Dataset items

** BEGIN **

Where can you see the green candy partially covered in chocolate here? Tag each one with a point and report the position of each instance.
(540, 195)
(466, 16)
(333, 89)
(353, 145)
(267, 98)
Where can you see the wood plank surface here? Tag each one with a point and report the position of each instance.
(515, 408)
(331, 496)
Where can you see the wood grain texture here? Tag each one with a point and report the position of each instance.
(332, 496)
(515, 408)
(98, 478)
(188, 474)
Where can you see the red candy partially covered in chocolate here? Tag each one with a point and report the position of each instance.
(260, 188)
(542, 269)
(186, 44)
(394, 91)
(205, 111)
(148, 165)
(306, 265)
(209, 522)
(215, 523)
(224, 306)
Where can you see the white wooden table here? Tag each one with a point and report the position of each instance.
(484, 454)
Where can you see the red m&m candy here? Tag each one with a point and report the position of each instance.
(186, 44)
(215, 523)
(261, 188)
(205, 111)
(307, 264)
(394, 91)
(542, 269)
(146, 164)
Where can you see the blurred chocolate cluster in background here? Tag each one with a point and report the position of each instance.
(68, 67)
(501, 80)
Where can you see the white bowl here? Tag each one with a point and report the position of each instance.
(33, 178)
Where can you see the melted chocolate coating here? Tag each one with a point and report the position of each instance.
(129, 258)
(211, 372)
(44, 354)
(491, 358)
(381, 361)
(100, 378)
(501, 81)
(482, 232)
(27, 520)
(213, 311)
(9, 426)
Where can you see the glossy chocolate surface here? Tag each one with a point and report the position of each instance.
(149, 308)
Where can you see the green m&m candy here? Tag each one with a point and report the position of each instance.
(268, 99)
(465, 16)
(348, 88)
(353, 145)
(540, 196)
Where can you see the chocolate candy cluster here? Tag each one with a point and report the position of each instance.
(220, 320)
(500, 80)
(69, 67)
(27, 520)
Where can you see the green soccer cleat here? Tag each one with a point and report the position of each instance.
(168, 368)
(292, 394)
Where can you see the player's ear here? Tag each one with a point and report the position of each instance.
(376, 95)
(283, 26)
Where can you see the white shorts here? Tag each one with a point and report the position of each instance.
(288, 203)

** END **

→ **Written instruction**
Reproduce every line of the material above, substituting "give the coordinates of each instance" for each occurrence of "report the position of each instance" and leaving all other text unchanged.

→ **Full solution**
Where can you see the green candy partially covered in chocolate here? Tag each one with a point and give the coordinates of each instance.
(540, 195)
(466, 16)
(333, 89)
(353, 145)
(267, 98)
Where can you see the wood plank surface here? Tag each one with a point and give the coordinates of each instance.
(515, 408)
(331, 496)
Where can you see the wood grain texture here? Tag each one with a point and give the coordinates of each instance.
(332, 496)
(515, 408)
(98, 478)
(188, 474)
Where can you see the red candy partially covered in chocolate here? Tag each one with a point and give the coordinates of each instance.
(260, 188)
(542, 269)
(186, 44)
(394, 91)
(205, 111)
(148, 165)
(306, 265)
(209, 522)
(215, 523)
(224, 306)
Where can you see the white wooden table here? Tag each one with a point and give the coordinates of each instance.
(484, 454)
Where can you see the red m&m candy here? Tag each one with a point and give the coordinates of each instance.
(186, 44)
(215, 523)
(261, 188)
(205, 111)
(307, 264)
(394, 91)
(542, 269)
(146, 164)
Where can you see the blurred chocolate cluster in background here? Tag each one with a point and give the coordinates of each instance.
(68, 67)
(501, 80)
Where can you see the white bowl here? Tag each one with a point and give the coordinates of each instance.
(33, 178)
Where can you see the melted chocolate coating here? Tag each one with a point and give the coordinates of each instance.
(129, 258)
(211, 372)
(44, 354)
(491, 358)
(381, 361)
(100, 378)
(501, 81)
(482, 232)
(27, 520)
(213, 311)
(9, 426)
Where can you see the glossy chocolate surface here? Tag each one with a point and give the coordinates of each instance.
(149, 308)
Where can you see the green m&m candy here? Tag each one with a point and give the coordinates of each instance.
(268, 99)
(465, 16)
(348, 88)
(353, 145)
(540, 196)
Where can you see the chocolate candy cluster here? Tag each one with a point and give the coordinates of each instance.
(220, 320)
(500, 80)
(69, 67)
(27, 520)
Where can you see the green soccer cleat here? Tag each one with a point and give the coordinates of each instance.
(168, 368)
(292, 394)
Where can you see the player's ear here? Tag each one with a point and give the coordinates of each instance.
(376, 95)
(283, 26)
Where can you see the white shorts here? Tag each one with a point and give the coordinates of each instance.
(288, 203)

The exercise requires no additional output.